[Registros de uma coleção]
○ ○ ○ ○

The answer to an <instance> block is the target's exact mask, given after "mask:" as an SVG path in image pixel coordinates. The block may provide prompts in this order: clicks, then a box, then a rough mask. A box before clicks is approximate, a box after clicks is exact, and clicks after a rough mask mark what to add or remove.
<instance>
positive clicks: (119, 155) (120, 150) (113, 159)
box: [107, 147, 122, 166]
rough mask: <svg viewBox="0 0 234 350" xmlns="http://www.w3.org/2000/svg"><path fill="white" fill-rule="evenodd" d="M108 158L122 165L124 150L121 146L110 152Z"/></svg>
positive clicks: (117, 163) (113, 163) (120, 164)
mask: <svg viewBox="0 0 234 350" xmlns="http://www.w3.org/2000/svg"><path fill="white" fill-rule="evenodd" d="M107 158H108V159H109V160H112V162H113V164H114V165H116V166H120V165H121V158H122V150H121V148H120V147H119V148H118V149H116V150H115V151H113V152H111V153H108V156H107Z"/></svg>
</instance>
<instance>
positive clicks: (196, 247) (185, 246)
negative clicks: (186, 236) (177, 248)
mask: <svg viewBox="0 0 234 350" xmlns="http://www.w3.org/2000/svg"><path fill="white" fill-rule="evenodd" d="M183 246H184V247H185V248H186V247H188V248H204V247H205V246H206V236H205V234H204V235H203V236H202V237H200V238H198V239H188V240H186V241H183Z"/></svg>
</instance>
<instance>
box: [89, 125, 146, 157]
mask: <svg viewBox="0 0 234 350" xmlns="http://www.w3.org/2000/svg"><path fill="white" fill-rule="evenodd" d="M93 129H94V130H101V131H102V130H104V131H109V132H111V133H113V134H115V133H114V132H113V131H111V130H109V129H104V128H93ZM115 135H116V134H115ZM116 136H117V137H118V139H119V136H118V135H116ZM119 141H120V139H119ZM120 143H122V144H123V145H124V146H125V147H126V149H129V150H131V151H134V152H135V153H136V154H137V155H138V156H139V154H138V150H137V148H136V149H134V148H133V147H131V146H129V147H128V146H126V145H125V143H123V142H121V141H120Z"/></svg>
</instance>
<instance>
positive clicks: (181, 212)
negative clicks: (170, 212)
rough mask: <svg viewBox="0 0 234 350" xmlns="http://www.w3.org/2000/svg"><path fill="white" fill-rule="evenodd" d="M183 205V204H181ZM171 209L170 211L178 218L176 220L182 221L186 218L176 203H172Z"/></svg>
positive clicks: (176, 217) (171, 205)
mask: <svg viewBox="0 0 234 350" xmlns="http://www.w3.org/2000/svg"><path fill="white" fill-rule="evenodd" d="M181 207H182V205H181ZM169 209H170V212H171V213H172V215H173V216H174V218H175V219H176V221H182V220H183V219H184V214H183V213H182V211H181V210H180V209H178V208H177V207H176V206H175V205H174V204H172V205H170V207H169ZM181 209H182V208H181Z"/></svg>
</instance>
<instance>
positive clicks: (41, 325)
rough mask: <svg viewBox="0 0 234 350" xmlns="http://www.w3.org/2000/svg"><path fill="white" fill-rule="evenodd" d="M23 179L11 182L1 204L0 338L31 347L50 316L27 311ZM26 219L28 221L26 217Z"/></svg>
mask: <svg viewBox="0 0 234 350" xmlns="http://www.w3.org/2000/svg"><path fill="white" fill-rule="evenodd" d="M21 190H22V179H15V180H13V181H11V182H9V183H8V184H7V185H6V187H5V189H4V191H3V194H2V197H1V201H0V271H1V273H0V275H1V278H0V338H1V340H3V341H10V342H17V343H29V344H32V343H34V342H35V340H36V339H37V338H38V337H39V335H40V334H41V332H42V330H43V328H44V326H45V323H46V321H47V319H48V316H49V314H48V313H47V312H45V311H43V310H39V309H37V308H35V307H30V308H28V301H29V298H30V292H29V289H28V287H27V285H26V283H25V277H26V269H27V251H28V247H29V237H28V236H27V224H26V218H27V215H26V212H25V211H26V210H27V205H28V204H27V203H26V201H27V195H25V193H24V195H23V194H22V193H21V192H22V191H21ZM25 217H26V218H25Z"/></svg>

○ ○ ○ ○

= OBJETIVO DO EXERCÍCIO =
Extraia da listagem acima todas as linhas que contêm a palavra "positive". Diferencie maiúsculas de minúsculas.

= RESPOSTA =
positive clicks: (119, 155) (120, 150) (113, 159)
positive clicks: (117, 163) (113, 163) (120, 164)
positive clicks: (196, 247) (185, 246)
positive clicks: (181, 212)
positive clicks: (176, 217) (171, 205)
positive clicks: (41, 325)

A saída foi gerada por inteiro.